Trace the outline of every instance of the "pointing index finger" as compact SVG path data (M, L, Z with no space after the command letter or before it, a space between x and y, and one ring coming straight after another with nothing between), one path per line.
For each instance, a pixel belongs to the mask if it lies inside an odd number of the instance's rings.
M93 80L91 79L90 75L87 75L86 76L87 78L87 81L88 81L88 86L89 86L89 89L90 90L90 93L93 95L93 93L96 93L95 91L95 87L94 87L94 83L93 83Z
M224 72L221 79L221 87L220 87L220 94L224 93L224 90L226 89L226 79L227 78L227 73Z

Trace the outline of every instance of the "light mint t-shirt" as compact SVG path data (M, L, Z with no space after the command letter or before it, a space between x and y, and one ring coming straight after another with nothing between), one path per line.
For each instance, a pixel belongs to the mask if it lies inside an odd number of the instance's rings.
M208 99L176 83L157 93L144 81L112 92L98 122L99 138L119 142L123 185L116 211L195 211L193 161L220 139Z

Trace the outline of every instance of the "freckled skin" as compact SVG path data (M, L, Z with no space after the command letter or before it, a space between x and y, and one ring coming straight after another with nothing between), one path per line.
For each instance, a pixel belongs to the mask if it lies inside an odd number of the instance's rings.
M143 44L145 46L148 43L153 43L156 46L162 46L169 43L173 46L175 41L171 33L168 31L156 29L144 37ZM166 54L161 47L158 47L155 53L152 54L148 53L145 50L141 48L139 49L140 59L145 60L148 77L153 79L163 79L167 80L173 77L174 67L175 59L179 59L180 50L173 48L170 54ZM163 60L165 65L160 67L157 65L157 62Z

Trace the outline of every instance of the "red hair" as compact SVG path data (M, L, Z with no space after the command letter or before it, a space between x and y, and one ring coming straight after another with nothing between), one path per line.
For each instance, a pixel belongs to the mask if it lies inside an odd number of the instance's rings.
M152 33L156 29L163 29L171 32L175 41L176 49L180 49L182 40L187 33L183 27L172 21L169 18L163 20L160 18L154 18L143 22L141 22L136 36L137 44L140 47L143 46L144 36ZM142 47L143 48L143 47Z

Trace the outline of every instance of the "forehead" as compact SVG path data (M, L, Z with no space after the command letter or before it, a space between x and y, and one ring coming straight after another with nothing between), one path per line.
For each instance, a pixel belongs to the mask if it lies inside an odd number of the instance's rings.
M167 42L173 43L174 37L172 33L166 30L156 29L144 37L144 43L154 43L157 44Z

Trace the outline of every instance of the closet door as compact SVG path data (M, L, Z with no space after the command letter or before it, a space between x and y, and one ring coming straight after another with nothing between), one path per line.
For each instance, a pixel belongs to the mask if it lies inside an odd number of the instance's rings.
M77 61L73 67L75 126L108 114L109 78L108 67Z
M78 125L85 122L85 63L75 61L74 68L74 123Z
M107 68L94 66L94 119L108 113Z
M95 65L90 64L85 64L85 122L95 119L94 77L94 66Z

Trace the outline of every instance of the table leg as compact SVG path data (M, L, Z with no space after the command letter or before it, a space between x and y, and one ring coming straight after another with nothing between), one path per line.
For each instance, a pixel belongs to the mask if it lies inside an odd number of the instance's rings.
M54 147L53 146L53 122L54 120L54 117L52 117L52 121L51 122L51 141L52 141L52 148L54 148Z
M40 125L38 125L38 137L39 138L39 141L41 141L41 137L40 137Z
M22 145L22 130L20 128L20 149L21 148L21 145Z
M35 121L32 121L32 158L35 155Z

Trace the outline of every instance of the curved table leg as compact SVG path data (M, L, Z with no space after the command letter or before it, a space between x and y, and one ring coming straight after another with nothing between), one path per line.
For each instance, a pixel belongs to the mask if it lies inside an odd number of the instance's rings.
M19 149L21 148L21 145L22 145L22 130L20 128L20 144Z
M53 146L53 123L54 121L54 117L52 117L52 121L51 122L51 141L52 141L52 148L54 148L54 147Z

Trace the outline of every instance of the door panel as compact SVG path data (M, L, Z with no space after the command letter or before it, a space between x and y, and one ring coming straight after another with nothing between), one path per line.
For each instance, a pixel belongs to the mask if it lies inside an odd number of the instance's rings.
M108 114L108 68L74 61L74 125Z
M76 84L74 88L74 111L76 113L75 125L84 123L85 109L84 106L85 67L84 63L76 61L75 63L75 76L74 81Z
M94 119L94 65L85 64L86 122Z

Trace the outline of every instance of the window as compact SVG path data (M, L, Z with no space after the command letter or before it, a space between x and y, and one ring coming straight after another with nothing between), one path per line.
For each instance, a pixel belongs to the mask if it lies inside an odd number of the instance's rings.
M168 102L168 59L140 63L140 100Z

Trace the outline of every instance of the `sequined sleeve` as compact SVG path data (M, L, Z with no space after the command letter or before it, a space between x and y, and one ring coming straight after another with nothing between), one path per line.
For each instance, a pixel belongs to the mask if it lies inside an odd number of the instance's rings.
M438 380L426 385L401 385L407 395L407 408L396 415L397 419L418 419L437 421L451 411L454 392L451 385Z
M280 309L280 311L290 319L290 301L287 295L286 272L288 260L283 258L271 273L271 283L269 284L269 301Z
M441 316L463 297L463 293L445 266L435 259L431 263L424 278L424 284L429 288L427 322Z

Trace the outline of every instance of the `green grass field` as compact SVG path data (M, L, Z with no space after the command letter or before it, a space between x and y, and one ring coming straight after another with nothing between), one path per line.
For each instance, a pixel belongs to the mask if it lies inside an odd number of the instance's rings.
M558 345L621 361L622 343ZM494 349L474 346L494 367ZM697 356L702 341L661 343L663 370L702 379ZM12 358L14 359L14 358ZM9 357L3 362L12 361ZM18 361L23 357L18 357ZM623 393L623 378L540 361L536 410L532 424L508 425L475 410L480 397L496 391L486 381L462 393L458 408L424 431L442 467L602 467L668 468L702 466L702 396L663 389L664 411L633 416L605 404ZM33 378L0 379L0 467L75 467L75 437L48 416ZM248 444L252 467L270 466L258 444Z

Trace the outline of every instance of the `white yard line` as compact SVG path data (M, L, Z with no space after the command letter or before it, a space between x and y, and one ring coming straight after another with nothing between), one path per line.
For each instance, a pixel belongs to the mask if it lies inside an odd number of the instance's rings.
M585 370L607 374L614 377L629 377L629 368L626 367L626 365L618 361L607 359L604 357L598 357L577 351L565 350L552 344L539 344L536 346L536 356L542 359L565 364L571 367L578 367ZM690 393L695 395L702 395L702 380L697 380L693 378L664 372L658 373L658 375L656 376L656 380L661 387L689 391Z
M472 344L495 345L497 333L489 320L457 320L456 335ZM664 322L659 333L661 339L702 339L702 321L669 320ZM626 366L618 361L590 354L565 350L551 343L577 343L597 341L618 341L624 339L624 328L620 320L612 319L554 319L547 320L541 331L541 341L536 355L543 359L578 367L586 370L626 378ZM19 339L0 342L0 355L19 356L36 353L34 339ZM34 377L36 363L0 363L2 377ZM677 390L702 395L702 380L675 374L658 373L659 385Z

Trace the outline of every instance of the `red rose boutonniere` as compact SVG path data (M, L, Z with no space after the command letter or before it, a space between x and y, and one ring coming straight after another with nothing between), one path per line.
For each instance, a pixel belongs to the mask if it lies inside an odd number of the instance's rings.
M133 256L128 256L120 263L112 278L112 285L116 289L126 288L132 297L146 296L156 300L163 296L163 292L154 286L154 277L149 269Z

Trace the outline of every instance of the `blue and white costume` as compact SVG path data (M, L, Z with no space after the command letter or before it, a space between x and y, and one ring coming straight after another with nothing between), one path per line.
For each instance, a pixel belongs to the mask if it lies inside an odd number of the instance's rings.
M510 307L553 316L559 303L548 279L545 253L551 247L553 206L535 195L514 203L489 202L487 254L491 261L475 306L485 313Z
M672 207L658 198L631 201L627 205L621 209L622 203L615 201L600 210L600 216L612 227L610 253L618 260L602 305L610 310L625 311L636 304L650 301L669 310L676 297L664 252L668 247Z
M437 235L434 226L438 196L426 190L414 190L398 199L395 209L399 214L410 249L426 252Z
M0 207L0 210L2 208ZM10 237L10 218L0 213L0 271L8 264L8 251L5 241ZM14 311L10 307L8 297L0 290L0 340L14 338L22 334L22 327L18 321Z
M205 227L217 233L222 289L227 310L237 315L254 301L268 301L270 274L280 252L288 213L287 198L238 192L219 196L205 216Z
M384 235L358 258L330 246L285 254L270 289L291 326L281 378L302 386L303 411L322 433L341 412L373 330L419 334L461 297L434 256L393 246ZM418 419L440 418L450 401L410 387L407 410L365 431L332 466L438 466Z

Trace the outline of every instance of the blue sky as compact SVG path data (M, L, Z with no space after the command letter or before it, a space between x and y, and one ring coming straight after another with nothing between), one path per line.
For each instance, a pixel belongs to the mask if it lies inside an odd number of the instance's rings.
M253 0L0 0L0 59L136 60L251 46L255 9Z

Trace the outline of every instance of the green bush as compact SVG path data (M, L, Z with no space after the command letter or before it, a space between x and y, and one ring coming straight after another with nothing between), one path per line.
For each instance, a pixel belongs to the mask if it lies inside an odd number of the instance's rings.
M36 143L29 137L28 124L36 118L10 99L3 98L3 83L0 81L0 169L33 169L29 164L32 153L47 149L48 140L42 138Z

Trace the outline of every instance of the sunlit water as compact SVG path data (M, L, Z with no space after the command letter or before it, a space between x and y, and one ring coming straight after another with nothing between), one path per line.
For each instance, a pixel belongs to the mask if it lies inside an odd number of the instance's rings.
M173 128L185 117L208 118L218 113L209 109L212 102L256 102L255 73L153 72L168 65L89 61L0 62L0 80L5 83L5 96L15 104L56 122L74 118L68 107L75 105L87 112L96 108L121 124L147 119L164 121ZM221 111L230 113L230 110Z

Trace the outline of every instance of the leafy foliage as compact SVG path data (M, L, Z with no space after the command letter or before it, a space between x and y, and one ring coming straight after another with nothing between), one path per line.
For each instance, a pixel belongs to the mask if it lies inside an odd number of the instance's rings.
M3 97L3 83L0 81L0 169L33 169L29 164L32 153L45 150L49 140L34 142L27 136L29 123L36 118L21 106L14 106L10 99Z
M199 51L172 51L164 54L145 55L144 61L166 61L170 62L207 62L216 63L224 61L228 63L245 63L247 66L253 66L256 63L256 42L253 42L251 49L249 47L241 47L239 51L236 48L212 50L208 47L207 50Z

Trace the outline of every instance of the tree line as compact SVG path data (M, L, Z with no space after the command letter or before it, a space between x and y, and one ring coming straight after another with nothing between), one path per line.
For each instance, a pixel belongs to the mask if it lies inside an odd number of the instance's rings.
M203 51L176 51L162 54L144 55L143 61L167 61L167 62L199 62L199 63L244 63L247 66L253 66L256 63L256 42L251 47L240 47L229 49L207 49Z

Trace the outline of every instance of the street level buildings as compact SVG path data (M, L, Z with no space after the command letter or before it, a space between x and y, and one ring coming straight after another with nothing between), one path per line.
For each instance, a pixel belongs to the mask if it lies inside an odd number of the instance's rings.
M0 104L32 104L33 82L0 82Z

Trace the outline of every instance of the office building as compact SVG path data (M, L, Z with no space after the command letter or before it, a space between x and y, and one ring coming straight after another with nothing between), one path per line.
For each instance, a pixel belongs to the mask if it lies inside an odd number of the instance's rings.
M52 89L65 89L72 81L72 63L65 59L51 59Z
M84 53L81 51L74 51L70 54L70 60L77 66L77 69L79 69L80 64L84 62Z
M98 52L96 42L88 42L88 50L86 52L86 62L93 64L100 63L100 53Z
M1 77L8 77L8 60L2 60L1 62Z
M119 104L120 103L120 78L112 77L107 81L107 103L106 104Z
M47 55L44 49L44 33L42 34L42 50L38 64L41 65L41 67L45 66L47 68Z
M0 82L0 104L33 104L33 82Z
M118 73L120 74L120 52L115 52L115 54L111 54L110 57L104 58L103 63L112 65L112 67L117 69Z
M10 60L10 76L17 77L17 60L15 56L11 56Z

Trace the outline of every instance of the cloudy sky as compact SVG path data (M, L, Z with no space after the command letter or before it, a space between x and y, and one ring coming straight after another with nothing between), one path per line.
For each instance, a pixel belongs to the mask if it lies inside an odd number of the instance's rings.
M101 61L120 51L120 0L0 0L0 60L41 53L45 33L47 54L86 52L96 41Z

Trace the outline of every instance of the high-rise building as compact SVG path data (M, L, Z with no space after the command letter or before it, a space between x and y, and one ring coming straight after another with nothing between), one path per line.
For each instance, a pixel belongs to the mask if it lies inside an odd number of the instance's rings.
------------------------------------------------------------------------
▶ [Stated problem]: Pick out every line above that contains the word "high" and copy each one out in full.

▶ [Exercise output]:
Trace the outline of every instance of the high-rise building as compact SVG path data (M, L, Z with no space after the command letter or before it, a space between x and y, and one ring coming straight after another with nothing between), one path per line.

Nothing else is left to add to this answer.